··· DATA SHOWN
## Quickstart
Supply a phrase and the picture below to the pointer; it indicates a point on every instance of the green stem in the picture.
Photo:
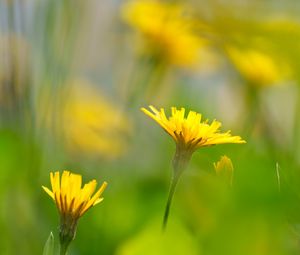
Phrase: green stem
(180, 162)
(63, 249)
(173, 185)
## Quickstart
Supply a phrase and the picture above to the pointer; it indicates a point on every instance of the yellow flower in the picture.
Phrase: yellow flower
(257, 66)
(189, 132)
(72, 201)
(224, 169)
(92, 124)
(167, 28)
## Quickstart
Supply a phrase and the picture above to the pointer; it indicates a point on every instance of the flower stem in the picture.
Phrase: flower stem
(63, 249)
(173, 185)
(180, 162)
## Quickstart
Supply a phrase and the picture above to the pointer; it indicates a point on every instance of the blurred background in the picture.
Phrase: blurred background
(73, 76)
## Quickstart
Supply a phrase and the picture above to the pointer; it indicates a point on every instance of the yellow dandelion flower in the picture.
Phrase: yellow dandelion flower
(167, 29)
(72, 202)
(189, 134)
(93, 124)
(258, 67)
(224, 169)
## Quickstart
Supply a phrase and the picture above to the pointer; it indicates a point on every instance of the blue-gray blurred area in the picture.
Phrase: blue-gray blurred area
(73, 76)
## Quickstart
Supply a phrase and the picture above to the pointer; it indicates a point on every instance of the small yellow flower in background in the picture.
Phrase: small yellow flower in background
(72, 202)
(167, 29)
(258, 67)
(189, 134)
(224, 169)
(92, 124)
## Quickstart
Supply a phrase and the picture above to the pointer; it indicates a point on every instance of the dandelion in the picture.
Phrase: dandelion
(189, 134)
(224, 169)
(72, 202)
(167, 29)
(258, 67)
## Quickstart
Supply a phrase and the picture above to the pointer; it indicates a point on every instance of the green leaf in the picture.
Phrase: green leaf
(49, 245)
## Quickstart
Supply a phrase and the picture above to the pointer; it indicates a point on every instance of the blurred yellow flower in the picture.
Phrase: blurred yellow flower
(72, 201)
(167, 29)
(189, 132)
(224, 169)
(92, 124)
(257, 67)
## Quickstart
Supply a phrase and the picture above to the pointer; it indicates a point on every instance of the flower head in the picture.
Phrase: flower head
(92, 124)
(72, 201)
(188, 131)
(224, 169)
(258, 67)
(167, 30)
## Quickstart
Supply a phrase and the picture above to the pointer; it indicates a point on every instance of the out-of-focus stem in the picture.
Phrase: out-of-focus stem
(180, 162)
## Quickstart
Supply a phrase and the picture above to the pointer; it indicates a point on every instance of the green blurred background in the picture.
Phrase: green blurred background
······
Quote all the records verbatim, dropping any pictures from your copy.

## Quickstart
Supply a phrase and the picture below to the pointer; it indicates a point on every instance of the green stem in the picture.
Photo:
Phrase: green stem
(180, 162)
(63, 249)
(173, 185)
## Quickstart
Supply a phrase and the picture above to the pointer; it indicates a point on every instance of the yellow flower in the picture.
Phrase: yellow flower
(257, 66)
(189, 132)
(72, 201)
(224, 169)
(92, 124)
(167, 28)
## Quickstart
Supply a phrase and the picture above to the pointer; it indicates a point on every instance of the flower stem in the picture.
Phrase: flower stem
(63, 249)
(173, 185)
(180, 162)
## Quickstart
Supply a phrase and the picture above to the pointer; it indicates a point on every instance of the blurred background in the picture.
Phrase: blurred background
(73, 76)
## Quickstart
Supply a phrase and the picture above to the pointer; it indicates a point on every instance of the yellow dandelion flower in the picture.
Phrase: yellow dandelion flower
(167, 29)
(72, 202)
(189, 134)
(93, 124)
(258, 67)
(224, 169)
## Quickstart
Supply a phrase and the picture above to the pointer; it indicates a point on every instance of the blue-gray blurred area in the picture.
Phrase: blue-gray blurred area
(73, 76)
## Quickstart
Supply a phrase and the picture above to the pointer; it indicates a point on every instance of the small yellow flower in background in the picture.
Phrase: small yellow flower in background
(72, 202)
(167, 29)
(258, 67)
(189, 134)
(224, 169)
(92, 124)
## Quickstart
Supply a phrase and the picture above to the pointer; it indicates a point on every instance of the dandelion in the picture.
Phrase: dandelion
(189, 134)
(224, 169)
(72, 202)
(167, 29)
(258, 67)
## Quickstart
Supply a phrase and the picture above to the pointer; it indicates a point on every instance of the green leaf in the picture.
Phrase: green leaf
(49, 245)
## Quickstart
Supply a phrase and the picture above to the pointer; it indicates a point on every instance of the blurred yellow flower in the picture.
Phrase: blurred yellow flower
(72, 201)
(167, 29)
(189, 132)
(224, 169)
(92, 124)
(257, 67)
## Quickstart
Supply a phrase and the picture above to the pointer; it indicates a point on every instance of the flower head in the picture.
Phrase: flower head
(92, 124)
(72, 201)
(188, 131)
(224, 169)
(258, 67)
(167, 30)
## Quickstart
Supply a phrase and the picture above to the pointer; it indicates a point on every instance of the out-of-focus stem in the picture.
Phrase: out-of-focus stem
(180, 162)
## Quickstart
Supply a phrase and the picture above to the pointer; it indicates a point on every instance of the green blurred background in the picture.
Phrase: green blurred background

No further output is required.